**Texto apresentado:**
○ ○ ○

Para desembargador, problema não é só o racismo; perfil e idade são os principais empecilhos nas escolhas

Desiree Dalia é ‘mãe solo’ por adoção de Arthur Dalia, de 23 anos
Desiree Dalia é ‘mãe solo’ por adoção de Arthur Dalia, de 23 anos -

“Você apenas não pode colocar o preconceito à frente do real propósito, que é ter um filho. Quando você é mãe e pai, realmente aceita tudo que vem, ensina e coloca limites quando é necessário, seja esse filho biológico ou adotivo. Cor, raça ou gênero não importam e não deveriam importar”, afirma a nadadora e diretora da academia Dalia Acqua Sport, Desiree Dalia, mãe solo por adoção de Arthur Dalia, de 23 anos.

Quando viu Arthur pela primeira vez, ele tinha apenas 25 dias de vida e havia acabado de superar uma complicação cardíaca. Desiree já havia passado por outro processo de adoção anos antes, mas a criança, Laura, acabou sendo adotada por outra família. “Quando você entra no lento processo de adoção, isso acaba se tornando uma gestação e perder a Laura foi como um aborto para mim. Algum tempo depois, em uma ONG chamada Beija-flor, que hoje não existe mais, fui conhecer três bebês que eles haviam acolhido. Um deles sorriu assim que me viu e na hora eu soube que ele era meu filho. Era o Arthur”, lembra.

De acordo com o Sistema Nacional de Adoção e Acolhimento do Conselho Nacional de Justiça (CNJ), a Bahia tem hoje 211 crianças e adolescentes aptos à adoção: 60% identificados como pardos, 30% são da cor preta e 10% da cor branca. Psicóloga e analista judiciária integrante da equipe técnica da Coordenadoria de Infância e Juventude do Tribunal de Justiça da Bahia (CIJ/TJ-BA), Alessandra Meira diz ser perceptível que o avanço do enfrentamento ao racismo tem se refletido no sistema de adoção. Mas há um longo percurso pela frente, pois muitas questões podem ser veladas.

“Hoje em dia, a maioria dos pretendentes declara não ter preferência em relação à raça, cor ou etnia, mas há questões consideradas subjetivas, que por vezes são apontadas como motivo para uma negativa de aproximação, e que podem escamotear uma manifestação de racismo. Além disso, sabemos que não são tão raras as situações de discriminação vivenciadas por crianças negras que foram adotadas por pretendentes brancos”, explica a psicóloga.

O racismo é um tema que permeia a sociedade de maneira ampla e, somente na medida em que evoluirmos em outros âmbitos, afirma Alessandra Meira, é que conseguiremos mitigar o impacto que ele provoca nas questões de adoção. “Esse tema deve ser trabalhado em espaços, desde a mídia em geral e palestras, bem como no decorrer do processo de habilitação, em cursos de preparação para adotantes, grupos de apoio à adoção, e, caso necessário, por meio de uma intervenção mais direcionada da equipe técnica a serviço da justiça”, sugere.

○ ○ ○

**Registros fornecidos:**
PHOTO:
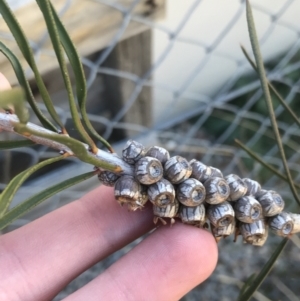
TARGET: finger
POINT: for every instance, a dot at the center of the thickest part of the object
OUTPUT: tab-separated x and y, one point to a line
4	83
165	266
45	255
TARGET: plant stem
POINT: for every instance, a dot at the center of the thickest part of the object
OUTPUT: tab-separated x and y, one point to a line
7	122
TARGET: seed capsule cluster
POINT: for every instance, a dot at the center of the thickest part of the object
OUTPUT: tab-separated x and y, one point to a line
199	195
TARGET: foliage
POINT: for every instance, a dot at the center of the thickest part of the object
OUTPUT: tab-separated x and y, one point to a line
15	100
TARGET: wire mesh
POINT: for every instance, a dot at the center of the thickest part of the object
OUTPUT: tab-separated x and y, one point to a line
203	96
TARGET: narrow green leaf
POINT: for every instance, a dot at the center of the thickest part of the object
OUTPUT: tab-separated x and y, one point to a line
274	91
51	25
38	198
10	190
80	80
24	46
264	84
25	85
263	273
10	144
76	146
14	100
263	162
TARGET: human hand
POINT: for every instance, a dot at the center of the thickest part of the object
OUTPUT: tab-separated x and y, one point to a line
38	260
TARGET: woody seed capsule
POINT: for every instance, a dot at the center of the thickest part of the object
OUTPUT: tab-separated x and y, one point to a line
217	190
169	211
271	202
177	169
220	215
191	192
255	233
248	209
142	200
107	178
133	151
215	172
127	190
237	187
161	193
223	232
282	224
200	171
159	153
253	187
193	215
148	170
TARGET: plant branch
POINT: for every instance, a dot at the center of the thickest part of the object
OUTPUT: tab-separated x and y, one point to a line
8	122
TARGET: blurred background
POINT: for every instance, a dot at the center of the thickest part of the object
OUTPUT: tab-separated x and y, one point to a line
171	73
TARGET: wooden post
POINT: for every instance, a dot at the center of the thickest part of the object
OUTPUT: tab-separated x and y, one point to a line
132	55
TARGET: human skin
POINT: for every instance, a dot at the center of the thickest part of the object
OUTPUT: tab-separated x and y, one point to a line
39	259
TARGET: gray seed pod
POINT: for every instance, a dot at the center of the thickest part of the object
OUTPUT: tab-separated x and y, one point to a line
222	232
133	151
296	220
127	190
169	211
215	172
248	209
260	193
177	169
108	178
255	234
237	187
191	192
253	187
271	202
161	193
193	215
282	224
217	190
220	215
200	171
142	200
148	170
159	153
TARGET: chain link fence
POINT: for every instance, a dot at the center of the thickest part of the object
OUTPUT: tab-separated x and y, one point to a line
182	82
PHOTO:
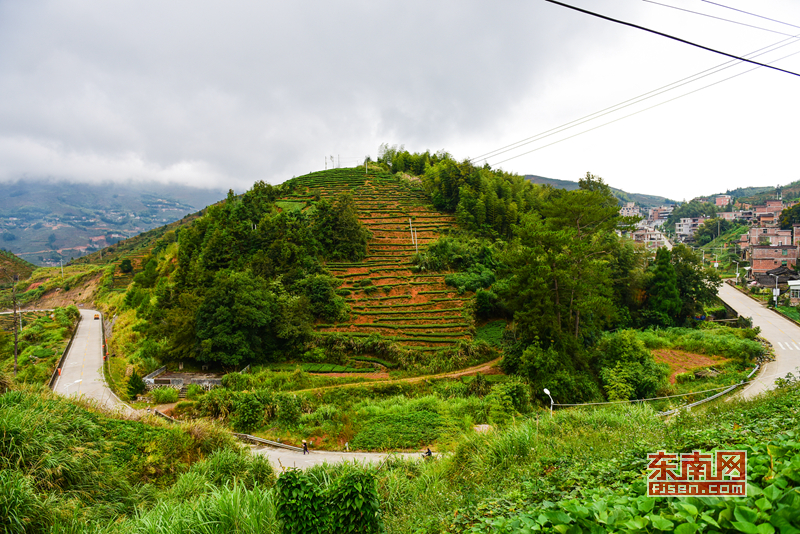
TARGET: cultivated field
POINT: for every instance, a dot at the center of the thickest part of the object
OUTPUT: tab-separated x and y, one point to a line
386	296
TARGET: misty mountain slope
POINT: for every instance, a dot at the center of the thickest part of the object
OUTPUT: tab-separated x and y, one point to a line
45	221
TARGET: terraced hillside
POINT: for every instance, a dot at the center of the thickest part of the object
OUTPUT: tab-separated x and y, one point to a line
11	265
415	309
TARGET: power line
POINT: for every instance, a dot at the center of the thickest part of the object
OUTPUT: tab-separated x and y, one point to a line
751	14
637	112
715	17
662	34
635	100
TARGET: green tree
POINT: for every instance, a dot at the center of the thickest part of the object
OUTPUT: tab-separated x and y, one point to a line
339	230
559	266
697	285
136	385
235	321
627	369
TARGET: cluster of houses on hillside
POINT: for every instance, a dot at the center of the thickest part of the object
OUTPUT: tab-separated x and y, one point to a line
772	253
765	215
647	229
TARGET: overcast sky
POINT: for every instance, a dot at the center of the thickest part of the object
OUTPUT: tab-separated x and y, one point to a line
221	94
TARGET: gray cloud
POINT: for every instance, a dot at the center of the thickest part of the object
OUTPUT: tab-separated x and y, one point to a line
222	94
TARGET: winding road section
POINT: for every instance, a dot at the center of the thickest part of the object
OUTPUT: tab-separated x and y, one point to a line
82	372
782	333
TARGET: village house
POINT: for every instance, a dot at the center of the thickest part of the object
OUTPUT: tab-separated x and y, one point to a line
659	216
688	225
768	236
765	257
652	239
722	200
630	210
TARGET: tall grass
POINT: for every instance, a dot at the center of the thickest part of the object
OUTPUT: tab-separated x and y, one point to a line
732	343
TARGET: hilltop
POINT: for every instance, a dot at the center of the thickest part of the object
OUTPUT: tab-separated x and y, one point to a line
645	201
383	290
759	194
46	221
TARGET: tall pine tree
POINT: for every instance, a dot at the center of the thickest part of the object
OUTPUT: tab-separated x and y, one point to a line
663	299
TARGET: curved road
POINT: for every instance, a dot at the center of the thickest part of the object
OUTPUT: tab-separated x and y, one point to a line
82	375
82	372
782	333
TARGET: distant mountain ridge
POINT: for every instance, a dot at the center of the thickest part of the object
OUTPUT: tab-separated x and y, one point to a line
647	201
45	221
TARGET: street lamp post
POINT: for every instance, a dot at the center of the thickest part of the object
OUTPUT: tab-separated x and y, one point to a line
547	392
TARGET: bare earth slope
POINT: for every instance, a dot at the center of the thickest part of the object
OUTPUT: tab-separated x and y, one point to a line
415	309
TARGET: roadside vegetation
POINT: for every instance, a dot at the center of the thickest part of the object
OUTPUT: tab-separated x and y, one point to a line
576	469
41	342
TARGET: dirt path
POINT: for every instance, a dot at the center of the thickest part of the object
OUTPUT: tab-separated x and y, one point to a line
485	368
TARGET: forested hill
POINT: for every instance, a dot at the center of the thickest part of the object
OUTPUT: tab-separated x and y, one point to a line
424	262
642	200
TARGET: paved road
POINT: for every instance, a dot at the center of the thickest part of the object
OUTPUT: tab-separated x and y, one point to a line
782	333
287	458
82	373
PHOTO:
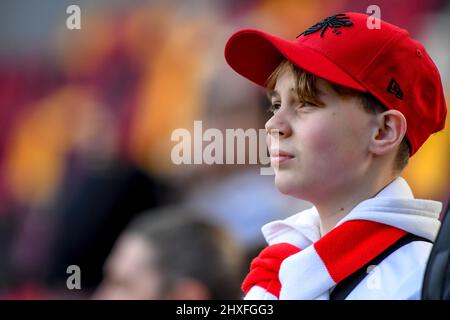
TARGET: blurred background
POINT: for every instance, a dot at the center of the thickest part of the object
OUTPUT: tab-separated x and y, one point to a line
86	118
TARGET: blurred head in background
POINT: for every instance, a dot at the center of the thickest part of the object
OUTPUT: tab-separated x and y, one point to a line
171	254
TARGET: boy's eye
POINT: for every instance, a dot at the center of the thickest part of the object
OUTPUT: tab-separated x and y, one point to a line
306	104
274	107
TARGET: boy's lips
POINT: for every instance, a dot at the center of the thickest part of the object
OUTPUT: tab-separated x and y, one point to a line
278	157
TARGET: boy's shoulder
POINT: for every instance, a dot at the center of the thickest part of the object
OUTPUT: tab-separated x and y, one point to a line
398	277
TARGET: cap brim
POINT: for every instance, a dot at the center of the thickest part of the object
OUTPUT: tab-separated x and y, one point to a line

○ ○ ○

**Tarefas propostas:**
- a) Transcreva do texto sobre adoção o trecho entre "De acordo com" e "podem ser veladas.", incluindo ambos.
- b) Liste todas as pessoas mencionadas pelo nome no texto sobre adoção.

**Respostas às tarefas:**
- a)
De acordo com o Sistema Nacional de Adoção e Acolhimento do Conselho Nacional de Justiça (CNJ), a Bahia tem hoje 211 crianças e adolescentes aptos à adoção: 60% identificados como pardos, 30% são da cor preta e 10% da cor branca. Psicóloga e analista judiciária integrante da equipe técnica da Coordenadoria de Infância e Juventude do Tribunal de Justiça da Bahia (CIJ/TJ-BA), Alessandra Meira diz ser perceptível que o avanço do enfrentamento ao racismo tem se refletido no sistema de adoção. Mas há um longo percurso pela frente, pois muitas questões podem ser veladas.

- b) Desiree Dalia; Arthur Dalia; Laura; Alessandra Meira